#### Task to carry out
Retype the entries. Match them exactly.

[Stored data entries]
+++

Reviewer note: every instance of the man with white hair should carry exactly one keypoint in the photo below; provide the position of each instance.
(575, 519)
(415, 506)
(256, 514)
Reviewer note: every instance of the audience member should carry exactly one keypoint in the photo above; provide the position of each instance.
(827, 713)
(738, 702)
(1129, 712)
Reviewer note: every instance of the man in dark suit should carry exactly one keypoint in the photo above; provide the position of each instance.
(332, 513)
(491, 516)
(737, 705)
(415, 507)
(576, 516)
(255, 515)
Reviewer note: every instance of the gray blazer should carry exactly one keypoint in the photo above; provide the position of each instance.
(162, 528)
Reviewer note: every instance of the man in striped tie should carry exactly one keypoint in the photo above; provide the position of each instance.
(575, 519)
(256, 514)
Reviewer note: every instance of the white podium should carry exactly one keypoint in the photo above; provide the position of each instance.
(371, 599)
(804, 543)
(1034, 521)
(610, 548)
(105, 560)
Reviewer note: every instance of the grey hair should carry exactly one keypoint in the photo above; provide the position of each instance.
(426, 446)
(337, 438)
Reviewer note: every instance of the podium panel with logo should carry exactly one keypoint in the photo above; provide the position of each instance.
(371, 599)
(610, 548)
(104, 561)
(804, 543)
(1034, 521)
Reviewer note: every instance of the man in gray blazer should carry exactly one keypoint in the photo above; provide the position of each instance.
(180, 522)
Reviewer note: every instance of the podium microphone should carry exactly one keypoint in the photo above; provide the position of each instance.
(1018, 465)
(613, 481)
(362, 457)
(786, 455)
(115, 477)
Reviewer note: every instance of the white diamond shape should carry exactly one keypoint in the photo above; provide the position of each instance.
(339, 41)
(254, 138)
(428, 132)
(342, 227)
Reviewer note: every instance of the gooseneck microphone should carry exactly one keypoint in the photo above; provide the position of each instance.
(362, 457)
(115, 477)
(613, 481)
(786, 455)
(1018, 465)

+++

#### Answer for the task
Reviewer note: every instance of the man with white hair should carry exactly one keypoint in the photo below; provide the position of each instance.
(575, 519)
(415, 506)
(256, 514)
Reviewer note: every instance of the audience member should carry exactly one keypoint in the photo above; provide the position of each instance.
(827, 713)
(738, 702)
(1129, 712)
Reviewer note: every instance of the man in dark suit should carry exactly one keypoint in the photo above; provide the position of each instance.
(332, 513)
(491, 516)
(737, 705)
(415, 507)
(576, 516)
(255, 515)
Reviewer note: every instance of the gray blazer should carry exactly one keypoint in the photo above; provide the position of each instance.
(162, 528)
Reviewer note: every instance of the man in striped tie should carry exactly one keypoint in the photo above; provide the position of each instance.
(575, 519)
(256, 514)
Reviewer note: every instance of the white podium should carry exactly one keypoint in the photo above; provide the position of each instance.
(371, 599)
(804, 543)
(1034, 521)
(610, 548)
(105, 560)
Reviewer note: every instance of the grey hair should carry exactly one keypoint in the photo above; provide the position of each instance.
(426, 446)
(337, 438)
Reviewer note: every instance of the podium panel with logo should carry exactly one keypoint in the photo above; provide the position of each instance.
(371, 599)
(610, 548)
(104, 561)
(804, 543)
(1034, 521)
Reviewer note: every instance of the man in gray blazer should carry exactly one keypoint in the photo above; provide the position of each instance.
(180, 522)
Reviewer note: every instance of the podium microphone should carry exactly one keypoint in the photo above; provide the position of each instance.
(1018, 465)
(613, 481)
(362, 457)
(786, 455)
(115, 477)
Reviewer note: every instance of the white diamond shape should carry exactly one keypoint in the photo above; provide the position of each instance.
(339, 41)
(254, 138)
(428, 132)
(342, 227)
Reviewer note: every instance of the gooseneck microphone should carry exactly one keypoint in the photo above; provide the position of each instance.
(362, 457)
(115, 477)
(613, 481)
(786, 455)
(1018, 465)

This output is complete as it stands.